### COMPLETE THE FOLLOWING
• A. In the excerpt on teaching climate change in social studies, who narrates the Climate Emergency: Feedback Loops films?
• B. Please report each line of the entries that contains the word "window", reproducing every such line in full.

### PAGE EXCERPT
Yet for every social studies teacher like that one, there are several others who understand the value and importance of teaching climate change to their students. Many students are living with the effects of climate disasters: wildfires, pollution, floods, drought, lack of clean drinking water. Despite the relevance and need, it isn’t always easy to bring climate change into the social studies classroom, as the topic is often positioned as one for science classrooms only.

While it’s true that the science of climate change fits most appropriately into science class, the effects of climate change directly impact human beings and thus overlap with many key topics that are highly relevant and important for learners in social studies classrooms: the movements of people (refugee crises), war, government allocation of resources, the intersection between environmental pollution and racism, the economic toll on communities of depleting resources, etc. Edutopia focused on this topic in “Teaching Climate Change Across Subjects.”

This article highlights resources that social studies educators can bring into their classrooms to teach climate change and connect it to the effect it has on communities, governance, population movements, and much more.

Social Studies–Focused Climate Change Lesson Plans, K–12 

SubjectToClimate is a site dedicated to free climate resources in all subjects and grade levels. Resources are teacher reviewed and scientist approved. Educators can search the site according to grade level and subject. Below are a few social studies resources focused on climate change and/or environmental justice, a closely related topic.

For elementary school students, there are a series of lessons on green spaces (five in total). This lesson on disappearing green spaces also explores goods and services and connects the disappearance of green spaces to environmental justice. Also for elementary students, “Into the Mind of a Transportation Planner,” in their green transportation series, explores transportation planning and involves mapping activities in connection to vehicle emissions.

Redlining & Environmental Racism” is a lesson plan for middle school learners in which students use a mapping equity tool to investigate various case studies in cities around the United States with emphasis on one of the following: asthma rates, extreme heat, pollution, and/or urban tree cover and then also look at redlining in these same areas.

Through “How Should the Federal Government Spend Our Money,” high school students dive into government spending with a lens on sustainability, exploring climate change through government action or inaction.

Using Film to Teach Climate Change in High School Social Studies 

Journeys in Film, where I work, creates free standards-based curriculum guides and discussion guides for films that illuminate global issues and communities with the goal of expanding understanding and empathy and inspiring students to engage in the world around them. The following resources from their site are appropriate for high school students.

Climate Emergency: Feedback Loops, a series of five short films (9 to 15 minutes) narrated by Richard Gere, highlights the importance of feedback loops to climate change, particularly the possibility of reversing its negative effects. Journeys in Film created a lesson plan for each of the five short films. Lesson Five in the series is focused on regreening and highlights youth activists around the world. Bringing these activists into the social studies classroom through these materials will engage and inspire students. This resource may work in some eighth-grade classrooms.

Lessons Two and Three in their curriculum guide for Francesco, a documentary film about Pope Francis, focus on the environment and the realities facing migrants, many displaced by climate change disasters. In Lesson Two, students wrestle with the question of who is responsible for environmental justice in communities and explore the possibilities of a healthy, equitable, and sustainable future.

### RECORDS TO PROCESS
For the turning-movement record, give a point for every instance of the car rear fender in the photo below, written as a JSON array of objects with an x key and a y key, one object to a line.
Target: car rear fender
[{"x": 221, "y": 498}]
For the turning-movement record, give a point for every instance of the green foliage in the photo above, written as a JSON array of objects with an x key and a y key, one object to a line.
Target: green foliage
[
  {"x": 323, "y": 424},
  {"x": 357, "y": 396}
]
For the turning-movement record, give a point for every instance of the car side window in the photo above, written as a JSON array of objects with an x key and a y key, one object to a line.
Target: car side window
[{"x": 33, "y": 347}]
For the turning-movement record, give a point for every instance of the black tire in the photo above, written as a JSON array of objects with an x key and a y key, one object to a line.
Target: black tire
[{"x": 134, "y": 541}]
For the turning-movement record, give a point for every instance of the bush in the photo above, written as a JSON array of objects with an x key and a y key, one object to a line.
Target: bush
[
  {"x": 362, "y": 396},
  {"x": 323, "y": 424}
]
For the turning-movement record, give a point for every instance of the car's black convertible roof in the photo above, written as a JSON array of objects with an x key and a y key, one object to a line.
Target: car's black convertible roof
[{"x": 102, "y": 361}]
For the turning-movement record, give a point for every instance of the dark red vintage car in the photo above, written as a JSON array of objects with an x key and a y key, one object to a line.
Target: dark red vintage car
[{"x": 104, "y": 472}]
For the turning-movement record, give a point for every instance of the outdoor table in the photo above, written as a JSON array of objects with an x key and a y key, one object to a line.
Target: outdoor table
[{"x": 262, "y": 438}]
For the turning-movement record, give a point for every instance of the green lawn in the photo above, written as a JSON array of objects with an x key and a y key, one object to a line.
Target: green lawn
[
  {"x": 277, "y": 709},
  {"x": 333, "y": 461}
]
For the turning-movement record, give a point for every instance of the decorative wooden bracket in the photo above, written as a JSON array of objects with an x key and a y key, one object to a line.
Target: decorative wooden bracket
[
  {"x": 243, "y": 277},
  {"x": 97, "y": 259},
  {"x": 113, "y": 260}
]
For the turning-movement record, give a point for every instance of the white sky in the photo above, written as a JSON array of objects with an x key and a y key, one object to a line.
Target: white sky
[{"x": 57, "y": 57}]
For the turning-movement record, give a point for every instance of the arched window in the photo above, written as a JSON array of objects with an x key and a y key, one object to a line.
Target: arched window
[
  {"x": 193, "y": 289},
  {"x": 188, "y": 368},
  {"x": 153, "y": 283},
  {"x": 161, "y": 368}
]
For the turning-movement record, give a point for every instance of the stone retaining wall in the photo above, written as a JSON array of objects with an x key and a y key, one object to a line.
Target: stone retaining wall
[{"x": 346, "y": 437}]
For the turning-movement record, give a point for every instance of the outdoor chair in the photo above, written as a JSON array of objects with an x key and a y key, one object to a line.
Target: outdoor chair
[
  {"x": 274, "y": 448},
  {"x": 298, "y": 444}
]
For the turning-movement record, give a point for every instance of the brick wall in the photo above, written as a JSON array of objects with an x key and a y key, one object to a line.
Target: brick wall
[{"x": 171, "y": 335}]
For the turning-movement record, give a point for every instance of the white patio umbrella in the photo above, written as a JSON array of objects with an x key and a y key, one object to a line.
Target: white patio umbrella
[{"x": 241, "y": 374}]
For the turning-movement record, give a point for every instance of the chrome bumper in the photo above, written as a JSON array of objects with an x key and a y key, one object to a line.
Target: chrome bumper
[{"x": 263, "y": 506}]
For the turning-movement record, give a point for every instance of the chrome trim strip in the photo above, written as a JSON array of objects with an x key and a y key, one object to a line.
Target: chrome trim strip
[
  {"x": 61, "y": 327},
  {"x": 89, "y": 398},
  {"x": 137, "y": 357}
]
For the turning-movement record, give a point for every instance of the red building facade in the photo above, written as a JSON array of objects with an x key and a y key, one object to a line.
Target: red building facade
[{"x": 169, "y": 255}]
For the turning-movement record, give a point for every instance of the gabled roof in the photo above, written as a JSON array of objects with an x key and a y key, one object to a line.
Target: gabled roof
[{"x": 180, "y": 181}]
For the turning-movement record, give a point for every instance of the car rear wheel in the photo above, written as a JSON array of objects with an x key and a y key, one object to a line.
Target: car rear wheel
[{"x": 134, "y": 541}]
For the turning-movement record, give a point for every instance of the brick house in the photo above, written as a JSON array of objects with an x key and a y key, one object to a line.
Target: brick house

### ANSWERS TO THE EXERCISES
• A. Richard Gere

• B.
For the turning-movement record, give a point for every instance of the car side window in the photo above, written as a JSON array of objects with an x key and a y key, one object to a line.
Target: car side window
For the turning-movement record, give a point for every instance of the arched window in the photo above, written as a JSON array of objects with an x key and a y key, one object to a line.
Target: arched window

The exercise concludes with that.